╭──

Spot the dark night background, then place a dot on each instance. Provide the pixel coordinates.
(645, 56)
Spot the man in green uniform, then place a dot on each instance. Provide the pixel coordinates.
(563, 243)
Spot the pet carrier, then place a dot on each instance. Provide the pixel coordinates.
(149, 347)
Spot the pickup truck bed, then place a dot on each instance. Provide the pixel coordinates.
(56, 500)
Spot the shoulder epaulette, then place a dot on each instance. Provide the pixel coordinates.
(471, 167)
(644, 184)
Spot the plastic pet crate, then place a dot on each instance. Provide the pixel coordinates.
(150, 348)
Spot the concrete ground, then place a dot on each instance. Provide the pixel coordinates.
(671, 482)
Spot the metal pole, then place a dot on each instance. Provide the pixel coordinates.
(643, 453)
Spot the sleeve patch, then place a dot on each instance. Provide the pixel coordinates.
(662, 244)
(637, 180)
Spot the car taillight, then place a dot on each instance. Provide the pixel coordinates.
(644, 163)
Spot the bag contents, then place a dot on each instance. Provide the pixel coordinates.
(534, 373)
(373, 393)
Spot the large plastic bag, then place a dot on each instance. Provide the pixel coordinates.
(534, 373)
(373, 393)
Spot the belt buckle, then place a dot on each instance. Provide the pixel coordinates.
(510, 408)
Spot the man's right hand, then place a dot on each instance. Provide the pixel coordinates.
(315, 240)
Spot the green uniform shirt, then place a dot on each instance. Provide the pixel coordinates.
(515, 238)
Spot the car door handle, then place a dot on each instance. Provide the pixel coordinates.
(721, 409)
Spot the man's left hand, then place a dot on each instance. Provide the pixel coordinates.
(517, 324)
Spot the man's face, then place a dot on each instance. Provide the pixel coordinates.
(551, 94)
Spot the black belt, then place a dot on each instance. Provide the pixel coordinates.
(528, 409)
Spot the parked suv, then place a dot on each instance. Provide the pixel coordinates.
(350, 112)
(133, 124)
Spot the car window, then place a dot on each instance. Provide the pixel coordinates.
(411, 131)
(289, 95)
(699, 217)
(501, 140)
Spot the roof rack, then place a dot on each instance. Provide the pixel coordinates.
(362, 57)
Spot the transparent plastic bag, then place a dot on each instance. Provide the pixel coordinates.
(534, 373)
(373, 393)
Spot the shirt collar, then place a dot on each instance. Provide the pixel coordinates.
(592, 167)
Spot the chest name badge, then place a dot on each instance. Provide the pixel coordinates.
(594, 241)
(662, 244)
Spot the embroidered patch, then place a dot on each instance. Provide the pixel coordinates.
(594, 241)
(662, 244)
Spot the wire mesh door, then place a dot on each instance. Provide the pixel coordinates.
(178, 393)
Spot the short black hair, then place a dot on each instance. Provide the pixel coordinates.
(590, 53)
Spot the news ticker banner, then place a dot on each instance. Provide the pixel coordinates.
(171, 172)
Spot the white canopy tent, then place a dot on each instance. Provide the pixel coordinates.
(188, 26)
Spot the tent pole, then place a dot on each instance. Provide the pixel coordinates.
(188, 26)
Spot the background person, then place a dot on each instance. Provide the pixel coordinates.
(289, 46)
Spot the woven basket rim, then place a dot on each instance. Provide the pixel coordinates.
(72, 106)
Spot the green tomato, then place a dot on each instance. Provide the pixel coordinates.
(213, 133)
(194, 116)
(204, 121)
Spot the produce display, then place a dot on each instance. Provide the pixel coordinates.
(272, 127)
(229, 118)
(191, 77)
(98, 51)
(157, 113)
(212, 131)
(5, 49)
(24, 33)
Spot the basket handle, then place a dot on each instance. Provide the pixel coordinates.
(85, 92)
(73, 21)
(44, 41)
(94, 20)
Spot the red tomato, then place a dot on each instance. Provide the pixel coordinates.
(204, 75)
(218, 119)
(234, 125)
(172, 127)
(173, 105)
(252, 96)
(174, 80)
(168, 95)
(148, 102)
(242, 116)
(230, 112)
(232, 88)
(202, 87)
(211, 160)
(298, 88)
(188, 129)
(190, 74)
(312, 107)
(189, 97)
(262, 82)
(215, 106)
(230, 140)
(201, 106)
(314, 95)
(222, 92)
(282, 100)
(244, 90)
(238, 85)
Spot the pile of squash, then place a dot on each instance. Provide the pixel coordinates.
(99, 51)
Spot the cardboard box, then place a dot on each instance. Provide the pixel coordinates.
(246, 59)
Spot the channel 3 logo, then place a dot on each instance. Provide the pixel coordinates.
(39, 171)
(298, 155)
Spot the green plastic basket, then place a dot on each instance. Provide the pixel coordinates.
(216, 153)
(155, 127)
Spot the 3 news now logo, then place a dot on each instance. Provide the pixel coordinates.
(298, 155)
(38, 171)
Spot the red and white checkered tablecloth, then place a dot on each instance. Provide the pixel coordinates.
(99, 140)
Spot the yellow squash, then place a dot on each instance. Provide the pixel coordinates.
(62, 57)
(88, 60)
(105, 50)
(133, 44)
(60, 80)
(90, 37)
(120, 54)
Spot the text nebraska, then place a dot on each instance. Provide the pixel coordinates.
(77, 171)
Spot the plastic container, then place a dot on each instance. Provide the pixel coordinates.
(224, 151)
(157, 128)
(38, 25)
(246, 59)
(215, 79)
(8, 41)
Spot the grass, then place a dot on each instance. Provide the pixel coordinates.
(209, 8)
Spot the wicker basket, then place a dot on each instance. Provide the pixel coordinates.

╰──

Repeat only the lines from the one holding "Spot the red and" through the last line of the data.

Spot the red and white checkered tablecloth, then place a dot on each instance. Provide the pixel coordinates.
(99, 140)
Spot the yellow squash, then place a dot on each instance. Provide the pixel coordinates.
(62, 57)
(88, 60)
(105, 50)
(133, 44)
(60, 80)
(90, 37)
(120, 54)
Spot the text nebraska, then place a dot on each instance. Provide the pixel coordinates.
(77, 171)
Spot the plastic container, then place a dot on each instance. Provide the pixel coordinates.
(224, 151)
(157, 128)
(38, 25)
(246, 59)
(215, 79)
(8, 41)
Spot the grass, then place a dot on each instance. Provide the pixel coordinates.
(209, 8)
Spot the wicker basket, then place a dot on each instance. Provide the pixel coordinates.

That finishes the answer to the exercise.